Description of the task
Please swap every "marker" in the lines below for "pin" and give all of the lines again with nothing else changed. Leave the pictures out of your answer.

Source records
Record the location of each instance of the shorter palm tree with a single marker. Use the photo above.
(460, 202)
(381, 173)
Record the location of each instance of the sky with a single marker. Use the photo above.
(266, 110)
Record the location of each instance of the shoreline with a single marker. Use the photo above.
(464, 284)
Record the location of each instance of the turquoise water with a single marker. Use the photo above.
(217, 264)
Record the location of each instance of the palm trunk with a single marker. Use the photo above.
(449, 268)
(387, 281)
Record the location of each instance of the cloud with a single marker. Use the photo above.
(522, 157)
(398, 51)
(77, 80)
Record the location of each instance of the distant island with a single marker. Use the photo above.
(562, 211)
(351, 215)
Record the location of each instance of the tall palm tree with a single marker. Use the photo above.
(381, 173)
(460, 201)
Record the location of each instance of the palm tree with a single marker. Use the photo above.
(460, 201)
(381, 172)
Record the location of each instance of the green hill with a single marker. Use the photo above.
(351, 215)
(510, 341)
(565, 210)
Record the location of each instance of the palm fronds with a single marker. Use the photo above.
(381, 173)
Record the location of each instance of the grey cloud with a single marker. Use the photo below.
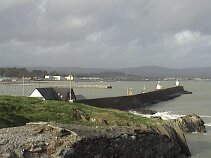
(105, 33)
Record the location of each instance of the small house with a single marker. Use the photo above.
(60, 94)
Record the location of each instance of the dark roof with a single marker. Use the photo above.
(57, 93)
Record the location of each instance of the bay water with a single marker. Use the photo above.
(197, 103)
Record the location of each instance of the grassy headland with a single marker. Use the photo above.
(15, 111)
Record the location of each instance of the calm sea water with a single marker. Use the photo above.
(199, 103)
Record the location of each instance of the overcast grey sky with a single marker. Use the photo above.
(105, 33)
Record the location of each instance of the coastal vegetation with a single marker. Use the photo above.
(15, 111)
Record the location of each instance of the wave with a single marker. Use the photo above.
(166, 115)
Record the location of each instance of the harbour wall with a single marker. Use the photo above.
(135, 101)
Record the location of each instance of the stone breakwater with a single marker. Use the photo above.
(71, 141)
(136, 101)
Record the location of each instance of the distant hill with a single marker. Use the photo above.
(146, 71)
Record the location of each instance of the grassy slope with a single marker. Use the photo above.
(16, 111)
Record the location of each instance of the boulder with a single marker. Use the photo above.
(191, 123)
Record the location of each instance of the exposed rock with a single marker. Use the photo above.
(191, 123)
(144, 111)
(70, 141)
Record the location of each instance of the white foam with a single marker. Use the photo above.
(205, 116)
(166, 115)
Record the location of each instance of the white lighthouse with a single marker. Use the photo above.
(177, 83)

Complete response
Record the location of each instance of the shorter palm tree with a single pin. Use the photo above.
(460, 202)
(381, 173)
Record the location of each instance of the sky with a single pin. Use the photo above.
(266, 110)
Record the location of each instance of the shoreline with a single pin. Use the photo above.
(464, 284)
Record the location of each instance of the turquoise water with a single pin. Use the photo above.
(217, 264)
Record the location of each instance of the palm trunk with a single pin. Use the photo above.
(449, 268)
(387, 281)
Record the location of each instance of the cloud with a single pin. Use the photo above.
(522, 157)
(398, 51)
(77, 80)
Record the location of each instance of the distant island with a single pin. Use the photo above.
(562, 211)
(351, 215)
Record the location of each instance of the tall palm tree with a single pin. Use the photo above.
(381, 173)
(460, 201)
Record the location of each instance of the palm tree with a single pin. Use the photo above.
(460, 201)
(381, 172)
Record the location of each instance of the green hill with a single pin. Use the photo above.
(351, 215)
(510, 341)
(565, 210)
Record the location of each instance of the palm fronds with a single pin. Use the photo above.
(381, 173)
Record the location of each instance of the grey cloud with a single pin. Use the photo below.
(105, 33)
Record the location of each instance of the small house with a single pin. Use the photo above.
(60, 94)
Record the location of each instance of the dark roof with a single pin. Use the photo above.
(57, 93)
Record the location of each instance of the bay water with a single pin. Use the photo above.
(197, 103)
Record the location of each instance of the grassy headland with a single pin. Use the photo above.
(15, 111)
Record the location of each instance of the calm sea water with a single pin. Use the photo above.
(199, 103)
Record the location of each instance of the overcast grey sky with a single pin. Use the photo above.
(105, 33)
Record the location of each instance of the coastal vegetation with a single pin. Use the photo above.
(15, 111)
Record the location of each instance of the wave with a single pin. Use the photo above.
(166, 115)
Record the location of each instance of the harbour wall with a single pin. Use the photo above.
(135, 101)
Record the location of each instance of the stone breakwater with a single pin. Use the photo above.
(71, 141)
(136, 101)
Record the location of each instance of the distant hill with a single pin. Use the photo above.
(146, 71)
Record the location of each instance of the grassy slope with a single pin. Use the photo above.
(16, 111)
Record the location of each instance of the boulder with a single pin. Use the photo above.
(191, 123)
Record the location of each instance of the exposed rock with a single pin. Use the photo above.
(191, 123)
(144, 111)
(70, 141)
Record the location of each instance of the white foam with a single pin. Use the photo above.
(205, 116)
(166, 115)
Record the location of each instance of the white lighthouse with a single pin. Use the photo above.
(177, 83)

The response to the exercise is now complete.